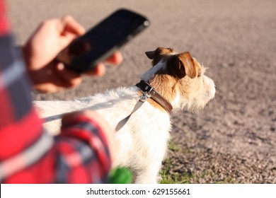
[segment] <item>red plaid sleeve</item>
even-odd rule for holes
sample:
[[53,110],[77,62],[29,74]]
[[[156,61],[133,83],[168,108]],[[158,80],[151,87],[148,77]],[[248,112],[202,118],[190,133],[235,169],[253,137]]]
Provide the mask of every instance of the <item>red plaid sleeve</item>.
[[53,137],[32,105],[24,63],[0,0],[0,183],[103,183],[110,156],[100,127],[79,117]]

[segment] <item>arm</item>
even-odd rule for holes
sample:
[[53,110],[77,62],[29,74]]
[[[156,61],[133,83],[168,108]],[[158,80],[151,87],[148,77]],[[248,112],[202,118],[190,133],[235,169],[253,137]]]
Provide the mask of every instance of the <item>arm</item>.
[[[2,5],[0,0],[1,13],[4,13]],[[1,17],[0,24],[6,21]],[[3,115],[0,119],[0,182],[105,182],[111,164],[108,137],[112,132],[107,133],[108,129],[103,127],[103,120],[99,122],[97,115],[79,112],[64,118],[60,136],[54,139],[45,133],[32,105],[24,63],[13,47],[8,26],[3,27],[0,26],[0,112]],[[33,51],[30,53],[34,56]],[[54,67],[51,61],[38,67],[33,61],[27,61],[32,63],[28,65],[31,76],[33,72],[40,72],[41,67]],[[35,86],[43,84],[34,83]],[[56,91],[62,87],[55,83],[50,83],[42,91]]]

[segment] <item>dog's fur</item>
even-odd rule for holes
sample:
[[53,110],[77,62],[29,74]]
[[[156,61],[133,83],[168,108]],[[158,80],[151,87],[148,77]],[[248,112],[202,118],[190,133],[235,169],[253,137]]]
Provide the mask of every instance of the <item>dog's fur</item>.
[[[205,76],[205,68],[189,52],[178,54],[159,47],[146,52],[153,67],[142,79],[149,83],[173,105],[173,110],[202,109],[214,97],[214,81]],[[72,101],[36,101],[42,117],[90,107],[115,127],[132,111],[141,95],[137,86],[118,88],[104,93]],[[60,117],[60,116],[59,116]],[[57,132],[60,120],[45,123],[49,132]],[[171,131],[170,115],[151,99],[135,112],[119,132],[119,151],[115,165],[130,168],[136,183],[156,183],[167,149]]]

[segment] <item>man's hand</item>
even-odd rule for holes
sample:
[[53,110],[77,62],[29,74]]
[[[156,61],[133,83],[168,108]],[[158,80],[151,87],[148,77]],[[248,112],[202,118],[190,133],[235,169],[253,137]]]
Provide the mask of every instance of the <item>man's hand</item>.
[[[74,39],[84,33],[84,28],[71,16],[46,21],[38,28],[23,49],[27,71],[35,89],[52,93],[81,83],[79,74],[66,69],[54,58]],[[117,52],[106,62],[119,64],[122,61],[122,54]],[[101,63],[86,74],[100,76],[105,71],[105,66]]]

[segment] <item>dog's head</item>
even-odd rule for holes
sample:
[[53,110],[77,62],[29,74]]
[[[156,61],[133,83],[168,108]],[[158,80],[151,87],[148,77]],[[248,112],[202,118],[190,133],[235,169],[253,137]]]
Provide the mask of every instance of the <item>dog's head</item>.
[[214,81],[189,52],[158,47],[146,52],[153,67],[142,79],[171,102],[174,109],[199,110],[214,97]]

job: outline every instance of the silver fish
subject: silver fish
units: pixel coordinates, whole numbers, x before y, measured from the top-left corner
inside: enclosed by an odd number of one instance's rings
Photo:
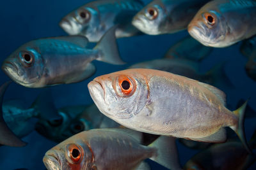
[[[141,163],[149,158],[168,169],[181,169],[175,138],[161,136],[148,146],[141,140],[141,133],[131,129],[84,131],[47,151],[43,160],[48,170],[130,170],[148,169]]]
[[[102,75],[88,86],[99,110],[126,127],[220,143],[227,138],[223,127],[230,127],[250,152],[241,125],[246,103],[232,112],[225,106],[225,94],[214,87],[148,69]]]
[[[138,29],[150,35],[173,33],[187,28],[199,9],[209,0],[155,0],[132,20]]]
[[[93,49],[83,36],[43,38],[29,41],[13,52],[2,69],[14,81],[27,87],[44,87],[83,81],[95,71],[91,62],[122,64],[115,38],[108,31]]]
[[[256,1],[212,1],[188,25],[190,35],[205,46],[225,47],[256,34]]]
[[[115,25],[116,38],[129,37],[139,33],[131,20],[143,5],[140,0],[94,1],[68,14],[60,25],[68,34],[84,36],[90,42],[99,41]]]

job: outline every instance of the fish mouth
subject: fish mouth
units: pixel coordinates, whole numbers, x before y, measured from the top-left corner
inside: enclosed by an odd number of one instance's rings
[[[45,153],[46,154],[46,153]],[[45,155],[43,158],[43,162],[48,170],[61,170],[61,164],[53,153]]]

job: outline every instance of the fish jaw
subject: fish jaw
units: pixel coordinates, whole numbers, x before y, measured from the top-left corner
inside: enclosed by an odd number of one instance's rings
[[[82,30],[82,25],[71,16],[64,17],[60,22],[59,25],[69,35],[79,34]]]
[[[45,153],[43,158],[43,162],[48,170],[61,170],[61,164],[58,158],[56,158],[53,153],[49,151]]]

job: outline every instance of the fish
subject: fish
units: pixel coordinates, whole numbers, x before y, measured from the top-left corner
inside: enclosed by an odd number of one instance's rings
[[[166,71],[130,69],[98,76],[88,87],[99,110],[124,127],[211,143],[225,142],[224,127],[230,127],[250,152],[243,130],[247,102],[232,112],[225,106],[225,93],[213,86]]]
[[[193,17],[209,0],[154,0],[133,18],[132,25],[150,35],[186,29]]]
[[[256,133],[251,138],[250,147],[255,149]],[[225,143],[216,143],[192,157],[184,169],[249,169],[255,162],[255,155],[249,154],[243,144],[236,139]]]
[[[140,0],[93,1],[68,13],[59,25],[69,35],[82,35],[90,42],[98,42],[115,25],[117,38],[129,37],[140,34],[131,20],[143,5]]]
[[[141,132],[122,128],[83,131],[47,151],[43,161],[48,170],[148,169],[141,162],[149,158],[181,169],[174,138],[161,136],[148,146],[141,138]]]
[[[128,69],[145,68],[164,71],[219,88],[232,87],[234,85],[223,70],[225,64],[225,62],[220,63],[209,71],[202,73],[200,71],[200,63],[197,62],[182,58],[161,59],[134,64],[129,66]]]
[[[25,108],[25,103],[17,99],[4,101],[1,108],[7,126],[21,138],[35,130],[35,124],[39,120],[52,122],[60,118],[51,102],[52,102],[51,94],[45,91],[36,97],[29,108]]]
[[[240,52],[244,56],[249,59],[255,51],[256,51],[256,36],[243,41]]]
[[[4,93],[12,82],[6,81],[0,87],[0,106],[3,104]],[[20,139],[8,127],[3,118],[2,109],[0,109],[0,144],[3,145],[22,147],[26,145],[26,142]]]
[[[189,34],[202,44],[223,48],[256,34],[256,1],[215,0],[202,6],[189,23]]]
[[[29,88],[41,88],[84,80],[95,72],[94,60],[124,64],[111,28],[93,49],[86,48],[84,36],[42,38],[25,43],[2,64],[14,81]]]
[[[40,119],[35,129],[46,138],[60,143],[84,131],[118,127],[118,124],[102,114],[94,104],[70,106],[58,110],[60,122]]]
[[[165,59],[185,59],[201,62],[212,52],[213,48],[202,45],[188,36],[178,41],[166,52]]]

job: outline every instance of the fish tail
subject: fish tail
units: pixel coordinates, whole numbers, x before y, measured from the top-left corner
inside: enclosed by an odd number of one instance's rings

— Yapılacak iş —
Yukarıdaki kayıtların bütün satırlarını, boş satırları atlayarak numaralı bir listeye dönüştür. Resimleri cevaba koyma.

— Çözüm —
1. [segment] <item>red plaid sleeve</item>
2. even-odd rule for holes
3. sample:
4. [[53,110],[77,62],[29,74]]
5. [[[156,61],[133,83],[168,108]],[[158,80],[151,87],[148,77]],[[248,112],[202,118],[190,133],[235,169],[253,137]]]
6. Provide the mask of every instance of the <item>red plaid sleeve</item>.
7. [[53,137],[32,105],[24,63],[0,0],[0,183],[103,183],[110,156],[100,127],[79,117]]
8. [segment] <item>arm</item>
9. even-odd rule for holes
10. sample:
11. [[53,110],[77,62],[29,74]]
12. [[[156,61],[133,83],[168,108]],[[158,80],[151,87],[148,77]],[[248,112],[202,118],[190,133],[235,169],[253,137]]]
13. Provide the mask of every instance of the <item>arm</item>.
14. [[[2,5],[0,0],[1,13],[4,13]],[[1,17],[0,24],[6,21]],[[3,115],[0,119],[0,182],[105,182],[111,164],[108,137],[112,132],[107,133],[108,129],[103,127],[103,120],[99,122],[97,115],[79,112],[64,118],[60,136],[54,139],[45,133],[32,105],[24,63],[13,47],[8,26],[3,27],[0,26],[0,112]],[[33,51],[30,53],[34,56]],[[54,67],[51,61],[38,67],[33,61],[27,61],[32,63],[28,65],[31,76],[33,72],[40,72],[41,67]],[[35,86],[43,84],[34,83]],[[56,91],[62,87],[55,83],[50,83],[42,91]]]
15. [segment] <item>dog's fur</item>
16. even-odd rule for holes
17. sample:
18. [[53,110],[77,62],[29,74]]
19. [[[156,61],[133,83],[168,108]],[[158,80],[151,87],[148,77]],[[248,112],[202,118],[190,133],[235,169],[253,137]]]
20. Provide the mask of every instance of the <item>dog's fur</item>.
21. [[[205,76],[205,68],[189,52],[178,54],[159,47],[146,52],[153,67],[142,79],[149,83],[173,105],[173,110],[202,109],[214,97],[214,81]],[[72,101],[36,101],[42,117],[90,107],[115,127],[132,111],[141,95],[137,86],[118,88],[104,93]],[[60,117],[60,116],[59,116]],[[57,132],[60,120],[45,123],[49,132]],[[171,131],[170,115],[151,99],[135,112],[119,132],[119,151],[115,165],[130,168],[136,183],[156,183],[167,149]]]
22. [segment] <item>man's hand</item>
23. even-odd rule for holes
24. sample:
25. [[53,110],[77,62],[29,74]]
26. [[[156,61],[133,83],[168,108]],[[158,80],[151,87],[148,77]],[[248,112],[202,118],[190,133],[235,169],[253,137]]]
27. Provide the mask of every instance of the <item>man's hand</item>.
28. [[[74,39],[84,33],[84,28],[71,16],[46,21],[38,28],[23,49],[27,71],[35,89],[52,93],[81,83],[79,74],[66,69],[54,58]],[[117,52],[106,62],[119,64],[122,61],[122,54]],[[101,63],[86,74],[100,76],[105,71],[105,66]]]
29. [segment] <item>dog's head</item>
30. even-odd rule for holes
31. sample:
32. [[53,110],[77,62],[29,74]]
33. [[[156,61],[133,83],[168,108]],[[158,80],[151,87],[148,77]],[[248,112],[202,118],[190,133],[235,169],[253,137]]]
34. Provide the mask of every instance of the <item>dog's head</item>.
35. [[214,81],[189,52],[158,47],[146,52],[153,67],[142,79],[171,102],[174,109],[199,110],[214,97]]
36. job: outline every instance of the silver fish
37. subject: silver fish
38. units: pixel coordinates, whole numbers, x before y, measured from the top-left corner
39. inside: enclosed by an odd number of one instance's rings
40. Photo:
41. [[[141,163],[149,158],[168,169],[181,169],[175,138],[161,136],[148,146],[141,140],[141,133],[131,129],[84,131],[47,151],[43,160],[48,170],[130,170],[148,169]]]
42. [[[102,75],[88,86],[99,110],[126,127],[220,143],[227,138],[223,127],[230,127],[250,152],[241,125],[246,103],[232,112],[225,106],[225,94],[214,87],[148,69]]]
43. [[[138,29],[150,35],[173,33],[187,28],[199,9],[209,0],[155,0],[132,20]]]
44. [[[93,49],[83,36],[43,38],[29,41],[13,52],[2,69],[14,81],[27,87],[44,87],[83,81],[95,71],[91,62],[122,64],[115,38],[108,31]]]
45. [[[256,1],[212,1],[188,25],[190,35],[205,46],[225,47],[256,34]]]
46. [[[115,25],[116,38],[129,37],[139,33],[131,20],[143,5],[140,0],[94,1],[68,14],[60,25],[68,34],[84,36],[90,42],[99,41]]]
47. job: outline every instance of the fish mouth
48. subject: fish mouth
49. units: pixel coordinates, whole numbers, x before y, measured from the top-left corner
50. inside: enclosed by an odd number of one instance's rings
51. [[[45,153],[46,154],[46,153]],[[45,155],[43,158],[43,162],[48,170],[61,170],[61,164],[53,153]]]
52. job: outline every instance of the fish jaw
53. subject: fish jaw
54. units: pixel coordinates, whole numbers, x before y, measured from the top-left corner
55. inside: enclosed by an odd number of one instance's rings
56. [[[82,30],[82,25],[71,16],[64,17],[60,22],[59,25],[69,35],[79,34]]]
57. [[[45,153],[43,158],[43,162],[48,170],[61,170],[61,164],[58,158],[56,158],[53,153],[49,151]]]
58. job: outline every instance of the fish
59. subject: fish
60. units: pixel coordinates, whole numbers, x before y, measured from the top-left corner
61. inside: enclosed by an odd number of one instance's rings
62. [[[166,71],[130,69],[98,76],[88,87],[99,110],[124,127],[211,143],[225,142],[224,127],[230,127],[250,152],[243,130],[247,102],[232,112],[225,106],[225,93],[213,86]]]
63. [[[193,17],[209,0],[154,0],[133,18],[132,25],[150,35],[186,29]]]
64. [[[256,133],[251,138],[250,147],[255,149]],[[225,143],[216,143],[192,157],[184,169],[249,169],[255,162],[255,155],[249,154],[243,144],[236,139]]]
65. [[[140,0],[93,1],[68,13],[59,25],[69,35],[82,35],[90,42],[98,42],[115,25],[117,38],[129,37],[140,34],[131,20],[143,5]]]
66. [[[141,132],[122,128],[83,131],[47,151],[43,161],[48,170],[148,169],[141,162],[149,158],[181,169],[174,138],[161,136],[148,146],[141,138]]]
67. [[[128,69],[145,68],[164,71],[219,88],[232,87],[234,85],[223,70],[225,64],[225,62],[220,63],[209,71],[202,73],[200,71],[200,63],[197,62],[182,58],[161,59],[134,64],[129,66]]]
68. [[[25,108],[25,103],[17,99],[4,101],[1,108],[7,126],[21,138],[35,130],[35,124],[39,120],[52,122],[60,118],[51,102],[52,102],[51,94],[45,91],[36,97],[29,108]]]
69. [[[240,52],[244,56],[249,59],[255,51],[256,51],[256,36],[243,41]]]
70. [[[4,93],[12,82],[6,81],[0,87],[0,106],[3,104]],[[20,139],[8,127],[3,118],[2,109],[0,109],[0,144],[3,145],[22,147],[26,145],[26,142]]]
71. [[[189,34],[202,44],[223,48],[256,34],[256,1],[215,0],[202,6],[189,23]]]
72. [[[29,88],[41,88],[84,80],[95,72],[94,60],[124,64],[111,28],[93,49],[86,48],[84,36],[42,38],[25,43],[2,64],[14,81]]]
73. [[[40,119],[35,129],[46,138],[60,143],[84,131],[118,127],[118,124],[102,114],[94,104],[70,106],[58,110],[60,122]]]
74. [[[165,59],[185,59],[201,62],[212,52],[213,48],[202,45],[188,36],[178,41],[166,52]]]
75. job: outline every instance of the fish tail
76. subject: fish tail
77. units: pixel coordinates, whole numbers, x before y, measured from the top-left corner
78. inside: enclosed by an odd number of one instance's rings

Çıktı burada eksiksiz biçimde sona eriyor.